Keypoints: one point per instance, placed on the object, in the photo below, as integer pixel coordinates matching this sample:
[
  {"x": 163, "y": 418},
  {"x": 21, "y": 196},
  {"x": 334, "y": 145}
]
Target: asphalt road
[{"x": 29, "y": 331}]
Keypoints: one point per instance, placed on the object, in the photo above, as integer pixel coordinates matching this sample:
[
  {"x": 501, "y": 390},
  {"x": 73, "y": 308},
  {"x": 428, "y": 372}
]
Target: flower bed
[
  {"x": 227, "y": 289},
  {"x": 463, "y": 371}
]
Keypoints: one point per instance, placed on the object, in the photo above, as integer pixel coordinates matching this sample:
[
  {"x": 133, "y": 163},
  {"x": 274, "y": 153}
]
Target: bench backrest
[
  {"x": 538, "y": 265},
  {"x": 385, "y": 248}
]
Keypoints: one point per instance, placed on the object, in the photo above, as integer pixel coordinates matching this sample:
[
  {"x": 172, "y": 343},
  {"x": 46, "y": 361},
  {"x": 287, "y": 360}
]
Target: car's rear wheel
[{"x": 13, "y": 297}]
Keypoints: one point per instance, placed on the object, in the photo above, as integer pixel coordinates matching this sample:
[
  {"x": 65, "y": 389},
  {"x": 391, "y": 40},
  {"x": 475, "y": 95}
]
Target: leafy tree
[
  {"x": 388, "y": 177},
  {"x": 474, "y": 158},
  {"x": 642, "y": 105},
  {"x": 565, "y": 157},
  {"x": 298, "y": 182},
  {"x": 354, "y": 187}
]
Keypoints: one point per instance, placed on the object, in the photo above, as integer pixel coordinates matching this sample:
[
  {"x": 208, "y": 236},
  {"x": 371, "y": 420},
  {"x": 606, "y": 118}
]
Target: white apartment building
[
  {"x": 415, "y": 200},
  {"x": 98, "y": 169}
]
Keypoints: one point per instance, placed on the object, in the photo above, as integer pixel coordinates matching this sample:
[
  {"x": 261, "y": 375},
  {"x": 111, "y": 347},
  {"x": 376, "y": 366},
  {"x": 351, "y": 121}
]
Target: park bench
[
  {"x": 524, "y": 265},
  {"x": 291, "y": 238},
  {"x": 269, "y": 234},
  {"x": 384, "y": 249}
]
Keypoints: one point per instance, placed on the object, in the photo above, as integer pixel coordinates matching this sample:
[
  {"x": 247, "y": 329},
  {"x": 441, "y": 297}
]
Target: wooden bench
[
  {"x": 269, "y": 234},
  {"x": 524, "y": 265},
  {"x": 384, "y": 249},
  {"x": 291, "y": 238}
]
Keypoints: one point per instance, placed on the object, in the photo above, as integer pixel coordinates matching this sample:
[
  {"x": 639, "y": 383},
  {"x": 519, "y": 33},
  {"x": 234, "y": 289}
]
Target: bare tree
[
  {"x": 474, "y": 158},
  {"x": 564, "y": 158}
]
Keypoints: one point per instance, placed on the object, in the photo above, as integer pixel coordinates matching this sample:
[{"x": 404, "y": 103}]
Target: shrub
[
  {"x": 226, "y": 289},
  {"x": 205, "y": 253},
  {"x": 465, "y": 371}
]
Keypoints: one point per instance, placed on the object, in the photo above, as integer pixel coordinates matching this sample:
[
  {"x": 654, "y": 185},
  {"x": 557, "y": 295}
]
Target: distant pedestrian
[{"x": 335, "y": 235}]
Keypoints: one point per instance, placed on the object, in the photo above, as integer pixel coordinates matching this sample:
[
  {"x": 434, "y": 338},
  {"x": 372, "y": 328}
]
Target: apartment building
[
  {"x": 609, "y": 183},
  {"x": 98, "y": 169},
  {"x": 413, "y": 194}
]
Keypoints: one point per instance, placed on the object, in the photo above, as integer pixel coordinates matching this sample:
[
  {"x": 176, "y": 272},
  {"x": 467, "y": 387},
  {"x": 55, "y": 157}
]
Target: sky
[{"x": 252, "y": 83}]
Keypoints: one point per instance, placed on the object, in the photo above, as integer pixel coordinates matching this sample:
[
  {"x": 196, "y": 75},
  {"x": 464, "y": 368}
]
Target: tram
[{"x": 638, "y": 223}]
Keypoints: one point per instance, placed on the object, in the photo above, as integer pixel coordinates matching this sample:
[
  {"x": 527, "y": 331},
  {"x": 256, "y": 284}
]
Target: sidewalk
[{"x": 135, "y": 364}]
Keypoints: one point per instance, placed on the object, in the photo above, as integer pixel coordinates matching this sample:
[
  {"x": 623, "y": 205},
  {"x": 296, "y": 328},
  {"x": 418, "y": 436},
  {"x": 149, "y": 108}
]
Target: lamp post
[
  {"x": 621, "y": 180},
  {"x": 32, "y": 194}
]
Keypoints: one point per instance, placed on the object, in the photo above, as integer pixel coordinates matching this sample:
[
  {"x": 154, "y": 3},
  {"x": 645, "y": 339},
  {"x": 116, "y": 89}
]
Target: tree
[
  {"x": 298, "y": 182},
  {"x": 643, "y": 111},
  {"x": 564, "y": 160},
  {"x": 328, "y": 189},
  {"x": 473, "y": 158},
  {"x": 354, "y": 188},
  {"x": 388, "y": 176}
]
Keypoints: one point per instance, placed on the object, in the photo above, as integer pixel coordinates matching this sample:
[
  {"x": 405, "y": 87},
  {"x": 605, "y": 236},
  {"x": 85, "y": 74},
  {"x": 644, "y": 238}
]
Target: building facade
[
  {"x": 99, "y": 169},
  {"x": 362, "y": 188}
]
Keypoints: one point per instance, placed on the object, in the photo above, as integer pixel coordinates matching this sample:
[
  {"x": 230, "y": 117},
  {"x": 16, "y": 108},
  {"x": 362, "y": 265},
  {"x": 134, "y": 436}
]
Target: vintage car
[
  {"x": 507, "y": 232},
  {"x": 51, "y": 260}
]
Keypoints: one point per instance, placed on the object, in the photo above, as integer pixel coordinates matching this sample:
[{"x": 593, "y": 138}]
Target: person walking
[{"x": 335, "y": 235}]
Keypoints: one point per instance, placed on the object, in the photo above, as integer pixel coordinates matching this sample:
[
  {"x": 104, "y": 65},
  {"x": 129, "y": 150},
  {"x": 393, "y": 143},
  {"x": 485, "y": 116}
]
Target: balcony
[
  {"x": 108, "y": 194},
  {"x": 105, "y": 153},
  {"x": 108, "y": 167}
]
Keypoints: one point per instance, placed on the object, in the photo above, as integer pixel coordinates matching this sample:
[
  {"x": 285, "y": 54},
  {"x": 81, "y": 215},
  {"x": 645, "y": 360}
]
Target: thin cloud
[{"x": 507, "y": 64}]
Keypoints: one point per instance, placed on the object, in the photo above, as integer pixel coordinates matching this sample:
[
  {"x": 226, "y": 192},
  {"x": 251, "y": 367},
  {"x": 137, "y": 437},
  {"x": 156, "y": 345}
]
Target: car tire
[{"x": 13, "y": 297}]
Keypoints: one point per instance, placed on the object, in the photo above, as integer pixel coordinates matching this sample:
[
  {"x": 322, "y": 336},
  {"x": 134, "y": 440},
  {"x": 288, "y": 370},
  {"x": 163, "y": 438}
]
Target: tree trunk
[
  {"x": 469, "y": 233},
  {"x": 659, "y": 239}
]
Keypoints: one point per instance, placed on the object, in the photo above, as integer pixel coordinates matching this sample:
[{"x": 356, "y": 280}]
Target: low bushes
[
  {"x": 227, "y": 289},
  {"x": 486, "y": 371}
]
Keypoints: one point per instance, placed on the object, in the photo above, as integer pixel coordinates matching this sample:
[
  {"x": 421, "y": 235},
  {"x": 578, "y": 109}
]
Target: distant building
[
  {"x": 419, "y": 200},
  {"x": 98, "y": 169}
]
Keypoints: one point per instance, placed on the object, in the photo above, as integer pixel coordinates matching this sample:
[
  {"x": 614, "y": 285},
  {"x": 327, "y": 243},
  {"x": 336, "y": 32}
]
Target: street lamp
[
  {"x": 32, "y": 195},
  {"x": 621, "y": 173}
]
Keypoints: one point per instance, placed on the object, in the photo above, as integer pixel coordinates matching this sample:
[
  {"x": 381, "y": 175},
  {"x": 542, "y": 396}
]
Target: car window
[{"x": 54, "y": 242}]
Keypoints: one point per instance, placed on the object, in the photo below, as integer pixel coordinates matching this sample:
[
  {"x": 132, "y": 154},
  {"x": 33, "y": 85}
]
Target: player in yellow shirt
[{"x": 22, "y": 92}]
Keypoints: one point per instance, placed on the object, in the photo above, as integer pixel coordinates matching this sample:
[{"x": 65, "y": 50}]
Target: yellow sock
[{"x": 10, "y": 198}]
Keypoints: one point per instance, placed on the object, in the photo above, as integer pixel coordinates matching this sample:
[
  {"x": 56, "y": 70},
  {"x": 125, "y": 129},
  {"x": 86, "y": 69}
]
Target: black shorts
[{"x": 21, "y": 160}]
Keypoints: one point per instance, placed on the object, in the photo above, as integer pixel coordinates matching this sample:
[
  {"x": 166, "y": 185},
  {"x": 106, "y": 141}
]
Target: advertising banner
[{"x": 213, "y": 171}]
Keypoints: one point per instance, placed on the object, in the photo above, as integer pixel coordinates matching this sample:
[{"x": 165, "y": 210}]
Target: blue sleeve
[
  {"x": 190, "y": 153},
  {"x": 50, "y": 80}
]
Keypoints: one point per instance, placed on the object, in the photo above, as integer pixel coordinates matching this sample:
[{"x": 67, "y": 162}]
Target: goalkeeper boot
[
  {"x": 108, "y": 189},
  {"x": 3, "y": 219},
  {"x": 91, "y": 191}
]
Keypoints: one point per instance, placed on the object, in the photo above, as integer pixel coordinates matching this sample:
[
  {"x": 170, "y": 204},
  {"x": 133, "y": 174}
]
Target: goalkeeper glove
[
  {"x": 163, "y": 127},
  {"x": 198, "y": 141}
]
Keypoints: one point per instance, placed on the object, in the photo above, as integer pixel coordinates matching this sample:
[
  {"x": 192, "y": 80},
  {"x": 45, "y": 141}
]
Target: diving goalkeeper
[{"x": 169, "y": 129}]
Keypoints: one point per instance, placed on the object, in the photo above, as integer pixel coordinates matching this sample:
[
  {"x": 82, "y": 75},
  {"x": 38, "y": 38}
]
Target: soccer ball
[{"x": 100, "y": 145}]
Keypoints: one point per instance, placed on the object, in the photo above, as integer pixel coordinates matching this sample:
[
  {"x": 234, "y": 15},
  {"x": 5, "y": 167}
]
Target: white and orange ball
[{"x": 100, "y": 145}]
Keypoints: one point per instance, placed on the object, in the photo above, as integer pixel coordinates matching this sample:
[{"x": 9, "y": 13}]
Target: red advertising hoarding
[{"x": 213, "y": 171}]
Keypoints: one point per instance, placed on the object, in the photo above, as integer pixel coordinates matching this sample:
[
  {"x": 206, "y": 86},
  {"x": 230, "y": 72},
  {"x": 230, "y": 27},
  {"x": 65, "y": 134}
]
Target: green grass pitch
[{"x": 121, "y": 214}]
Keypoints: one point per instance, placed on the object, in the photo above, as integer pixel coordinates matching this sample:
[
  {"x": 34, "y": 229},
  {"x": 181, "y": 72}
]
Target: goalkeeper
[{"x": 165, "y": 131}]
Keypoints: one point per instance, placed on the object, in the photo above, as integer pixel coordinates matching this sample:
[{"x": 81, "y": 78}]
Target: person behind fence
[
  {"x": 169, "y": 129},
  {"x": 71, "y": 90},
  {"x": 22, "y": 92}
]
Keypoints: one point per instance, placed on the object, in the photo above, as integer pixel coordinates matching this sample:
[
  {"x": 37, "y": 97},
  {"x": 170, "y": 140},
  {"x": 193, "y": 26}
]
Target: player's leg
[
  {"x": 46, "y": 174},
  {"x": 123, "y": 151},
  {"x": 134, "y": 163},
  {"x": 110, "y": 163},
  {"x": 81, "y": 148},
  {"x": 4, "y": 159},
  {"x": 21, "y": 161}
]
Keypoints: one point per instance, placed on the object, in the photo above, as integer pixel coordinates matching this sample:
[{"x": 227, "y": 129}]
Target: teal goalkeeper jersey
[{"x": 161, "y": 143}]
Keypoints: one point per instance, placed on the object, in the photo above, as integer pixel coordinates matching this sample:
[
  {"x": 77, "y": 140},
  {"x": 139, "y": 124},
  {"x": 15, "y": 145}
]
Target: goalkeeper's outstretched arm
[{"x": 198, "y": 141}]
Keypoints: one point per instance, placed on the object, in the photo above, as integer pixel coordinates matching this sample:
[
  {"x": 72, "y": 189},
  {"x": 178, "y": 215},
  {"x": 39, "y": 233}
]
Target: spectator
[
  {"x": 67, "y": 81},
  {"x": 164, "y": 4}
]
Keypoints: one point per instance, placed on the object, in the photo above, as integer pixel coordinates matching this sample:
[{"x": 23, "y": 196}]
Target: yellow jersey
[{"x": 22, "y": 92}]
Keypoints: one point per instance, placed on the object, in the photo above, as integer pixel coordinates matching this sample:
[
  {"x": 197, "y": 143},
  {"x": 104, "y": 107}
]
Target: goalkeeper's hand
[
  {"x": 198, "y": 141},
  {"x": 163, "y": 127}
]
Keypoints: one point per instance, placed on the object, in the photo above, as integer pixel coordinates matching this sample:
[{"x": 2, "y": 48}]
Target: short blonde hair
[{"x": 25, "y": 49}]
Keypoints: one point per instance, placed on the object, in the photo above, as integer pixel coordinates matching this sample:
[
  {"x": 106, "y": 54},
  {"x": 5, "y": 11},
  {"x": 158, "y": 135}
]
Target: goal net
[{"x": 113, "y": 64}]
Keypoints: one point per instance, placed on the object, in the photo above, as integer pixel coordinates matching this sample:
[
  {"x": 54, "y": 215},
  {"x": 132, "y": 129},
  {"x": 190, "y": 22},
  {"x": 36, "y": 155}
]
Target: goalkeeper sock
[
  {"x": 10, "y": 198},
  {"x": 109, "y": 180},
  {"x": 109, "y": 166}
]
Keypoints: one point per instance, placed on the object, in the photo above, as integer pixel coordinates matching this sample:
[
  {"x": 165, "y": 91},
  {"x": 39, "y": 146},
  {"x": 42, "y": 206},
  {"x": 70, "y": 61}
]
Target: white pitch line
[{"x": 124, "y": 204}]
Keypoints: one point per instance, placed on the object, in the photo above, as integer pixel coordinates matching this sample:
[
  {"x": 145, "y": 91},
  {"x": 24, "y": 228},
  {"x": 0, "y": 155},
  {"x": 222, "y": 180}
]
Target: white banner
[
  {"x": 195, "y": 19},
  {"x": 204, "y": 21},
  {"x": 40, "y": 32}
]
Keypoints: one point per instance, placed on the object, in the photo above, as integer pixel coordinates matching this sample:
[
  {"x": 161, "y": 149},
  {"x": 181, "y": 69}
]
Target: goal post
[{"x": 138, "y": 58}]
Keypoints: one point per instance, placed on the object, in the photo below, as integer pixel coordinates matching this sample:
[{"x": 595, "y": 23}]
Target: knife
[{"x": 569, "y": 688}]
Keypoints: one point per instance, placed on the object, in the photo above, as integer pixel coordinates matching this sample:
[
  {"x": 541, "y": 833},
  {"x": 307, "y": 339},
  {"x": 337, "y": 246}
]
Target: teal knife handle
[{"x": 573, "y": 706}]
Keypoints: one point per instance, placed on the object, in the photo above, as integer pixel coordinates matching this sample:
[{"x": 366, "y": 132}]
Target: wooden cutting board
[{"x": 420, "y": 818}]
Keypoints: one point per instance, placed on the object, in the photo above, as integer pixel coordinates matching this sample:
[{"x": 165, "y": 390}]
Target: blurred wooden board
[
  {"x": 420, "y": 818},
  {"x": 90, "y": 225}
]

**WORK REQUEST**: In the records above, find the line containing "Target: wooden cutting board"; please retype it and every line after it through the last line, exactly and with nothing else.

**TASK SOLUTION**:
Target: wooden cutting board
[{"x": 420, "y": 818}]
Keypoints: one point per instance, placed on the object, in the photo above, as integer pixel coordinates matching this sample:
[{"x": 165, "y": 390}]
Target: blurred wooden board
[
  {"x": 420, "y": 818},
  {"x": 90, "y": 225}
]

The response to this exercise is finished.